DOCUMENT:
When is a block or object that is passed to Hash.new created or run?

I'm going through ruby koans and I am having a little trouble understanding when this code will be run:
hash = Hash.new {|hash, key| hash[key] = [] }
If there are no values in the hash, when does the new array get assigned to a given key in the Hash? Does it happen the first time a hash value is accessed without first assigning it? Please help me understand when exactly default values are created for any given hash key.
For the benefit of those new to Ruby, I have discussed alternative approaches to the problem, including the one that is the substance of this question.
The task
Suppose you are given an array
arr = [[:dog, "fido"], [:car, "audi"], [:cat, "lucy"], [:dog, "diva"], [:cat, "bo"]]
and wish to to create the hash
{ :dog=>["fido", "diva"], :car=>["audi"], :cat=>["lucy", "bo"] }
First solution
h = {}
arr.each do |k,v|
h[k] = [] unless h.key?(k)
h[k] << v
end
h #=> {:dog=>["fido", "diva"], :car=>["audi"], :cat=>["lucy", "bo"]}
This is quite straightforward.
Second solution
More Ruby-like is to write:
h = {}
arr.each { |k,v| (h[k] ||= []) << v }
h #=> {:dog=>["fido", "diva"], :car=>["audi"], :cat=>["lucy", "bo"]}
When Ruby sees (h[k] ||= []) << v the first thing she does is expand it to
(h[k] = h[k] || []) << v
If h does not have a key k, h[k] #=> nil, so the expression becomes
(h[k] = nil || []) << v
which becomes
(h[k] = []) << v
so
h[k] #=> [v]
Note that h[k] on the left of equality uses the method Hash#[]=, whereas h[k] on the right employs Hash#[].

DATA SHOWN:
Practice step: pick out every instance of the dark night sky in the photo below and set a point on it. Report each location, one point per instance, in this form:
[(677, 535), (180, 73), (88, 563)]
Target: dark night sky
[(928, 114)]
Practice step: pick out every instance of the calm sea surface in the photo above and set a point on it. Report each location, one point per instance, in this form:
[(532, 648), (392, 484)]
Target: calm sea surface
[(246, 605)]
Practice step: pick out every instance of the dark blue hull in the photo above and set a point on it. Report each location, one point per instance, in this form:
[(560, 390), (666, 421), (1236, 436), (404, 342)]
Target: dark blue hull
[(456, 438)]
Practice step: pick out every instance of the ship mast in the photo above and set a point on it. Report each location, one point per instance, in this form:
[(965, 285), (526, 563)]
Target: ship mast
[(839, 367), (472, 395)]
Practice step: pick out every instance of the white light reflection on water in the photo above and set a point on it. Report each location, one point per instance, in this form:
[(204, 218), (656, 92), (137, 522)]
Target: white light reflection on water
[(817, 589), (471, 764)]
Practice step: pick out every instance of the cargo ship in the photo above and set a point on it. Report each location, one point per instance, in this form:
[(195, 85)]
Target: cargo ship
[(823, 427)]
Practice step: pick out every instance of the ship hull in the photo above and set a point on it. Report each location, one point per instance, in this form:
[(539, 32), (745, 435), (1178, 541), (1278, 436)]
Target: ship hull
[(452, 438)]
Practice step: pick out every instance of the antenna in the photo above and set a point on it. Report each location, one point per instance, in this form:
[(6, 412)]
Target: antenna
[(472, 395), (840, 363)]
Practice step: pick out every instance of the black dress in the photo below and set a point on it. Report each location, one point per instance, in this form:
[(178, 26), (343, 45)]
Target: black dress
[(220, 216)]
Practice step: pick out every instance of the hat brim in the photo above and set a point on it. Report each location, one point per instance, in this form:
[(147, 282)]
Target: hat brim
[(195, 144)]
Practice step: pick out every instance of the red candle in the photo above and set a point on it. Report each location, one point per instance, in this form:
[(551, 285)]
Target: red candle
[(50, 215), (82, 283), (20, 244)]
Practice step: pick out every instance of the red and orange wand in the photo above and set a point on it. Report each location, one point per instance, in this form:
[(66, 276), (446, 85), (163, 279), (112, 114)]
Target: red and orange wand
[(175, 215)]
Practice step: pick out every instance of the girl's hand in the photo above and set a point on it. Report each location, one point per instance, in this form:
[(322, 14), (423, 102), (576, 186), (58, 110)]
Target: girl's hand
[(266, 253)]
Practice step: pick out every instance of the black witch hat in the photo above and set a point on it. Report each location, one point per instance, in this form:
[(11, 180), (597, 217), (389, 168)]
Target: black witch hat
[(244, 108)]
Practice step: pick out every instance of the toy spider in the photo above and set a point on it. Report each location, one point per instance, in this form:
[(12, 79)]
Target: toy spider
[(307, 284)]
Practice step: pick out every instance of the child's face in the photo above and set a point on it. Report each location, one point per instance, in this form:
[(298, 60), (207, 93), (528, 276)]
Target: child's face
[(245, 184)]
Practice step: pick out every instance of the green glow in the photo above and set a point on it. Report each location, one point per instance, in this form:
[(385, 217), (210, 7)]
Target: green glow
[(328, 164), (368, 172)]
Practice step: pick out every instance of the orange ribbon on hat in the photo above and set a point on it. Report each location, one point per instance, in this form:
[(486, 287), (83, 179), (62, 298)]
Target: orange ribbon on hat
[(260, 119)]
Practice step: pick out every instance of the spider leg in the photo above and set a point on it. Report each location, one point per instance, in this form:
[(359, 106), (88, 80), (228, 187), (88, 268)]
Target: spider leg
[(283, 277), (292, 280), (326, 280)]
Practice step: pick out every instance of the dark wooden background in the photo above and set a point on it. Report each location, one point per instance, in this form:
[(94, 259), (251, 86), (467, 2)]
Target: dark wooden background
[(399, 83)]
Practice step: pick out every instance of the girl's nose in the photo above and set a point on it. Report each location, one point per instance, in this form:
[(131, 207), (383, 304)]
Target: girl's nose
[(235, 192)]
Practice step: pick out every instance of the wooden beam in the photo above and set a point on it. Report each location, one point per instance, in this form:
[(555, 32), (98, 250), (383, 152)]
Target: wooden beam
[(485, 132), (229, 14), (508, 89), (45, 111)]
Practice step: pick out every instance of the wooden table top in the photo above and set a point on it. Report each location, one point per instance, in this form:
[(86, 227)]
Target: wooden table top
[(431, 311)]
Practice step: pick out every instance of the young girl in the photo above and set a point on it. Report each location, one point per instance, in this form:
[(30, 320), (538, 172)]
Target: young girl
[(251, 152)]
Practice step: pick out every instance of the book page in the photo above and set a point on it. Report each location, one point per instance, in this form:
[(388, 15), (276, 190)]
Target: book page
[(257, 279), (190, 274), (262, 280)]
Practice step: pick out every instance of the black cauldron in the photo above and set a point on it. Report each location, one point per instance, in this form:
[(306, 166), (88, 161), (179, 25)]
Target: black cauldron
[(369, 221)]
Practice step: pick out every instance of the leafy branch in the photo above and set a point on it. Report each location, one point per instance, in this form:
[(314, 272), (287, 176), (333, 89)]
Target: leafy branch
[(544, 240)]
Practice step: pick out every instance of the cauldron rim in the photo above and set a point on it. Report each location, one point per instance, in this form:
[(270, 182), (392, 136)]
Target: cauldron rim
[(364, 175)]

PROBLEM SET:
(a) In the Ruby hash discussion, which method does h[k] use when it appears on the left of the equality?
(b) Supply the next part of the Ruby hash discussion, continuing after its final sentence.

ANSWERS FOR THE TASKS:
(a) Hash#[]=

(b)
This solution requires that none of the hash values equal nil.
Third solution
A third approach is to give the hash a default value. If a hash h does not have a key k, h[k] returns the default value. There are two types of default values.
Passing the default value as an argument to Hash::new
If an empty array is passed as an argument to Hash::new, that value becomes the default value:
a = []
a.object_id
#=> 70339916855860
g = Hash.new(a)
#=> {}
g[k] returns [] when h does not have a key k. (The hash is not altered, however.) This construct has important uses, but it is inappropriate here. To see why, suppose we write
x = g[:cat] << "bo"
#=> ["bo"]
y = g[:dog] << "diva"
#=> ["bo", "diva"]
x #=> ["bo", "diva"]
This is because the values of :cat and :dog are both set equal to the same object, an empty array. We can see this by examining object_ids:
x.object_id
#=> 70339916855860
y.object_id
#=> 70339916855860
Giving Hash::new a block which returns the default value
The second form of default value is to perform a block calculation. If we define the hash with a block:
h = Hash.new { |h,k| h[key] = [] }
then if h does not have a key k, h[k] will be set equal to the value returned by the block, in this case an empty array. Note that the block variable h is the newly-created empty hash. This allows us to write
h = Hash.new { |h,k| h[k] = [] }
arr.each { |k,v| h[k] << v }
h #=> {:dog=>["fido", "diva"], :car=>["audi"], :cat=>["lucy", "bo"]}
As the first element passed to the block is arr.first, the block variables are assigned values by evaluating
k, v = arr.first
#=> [:dog, "fido"]
k #=> :dog
v #=> "fido"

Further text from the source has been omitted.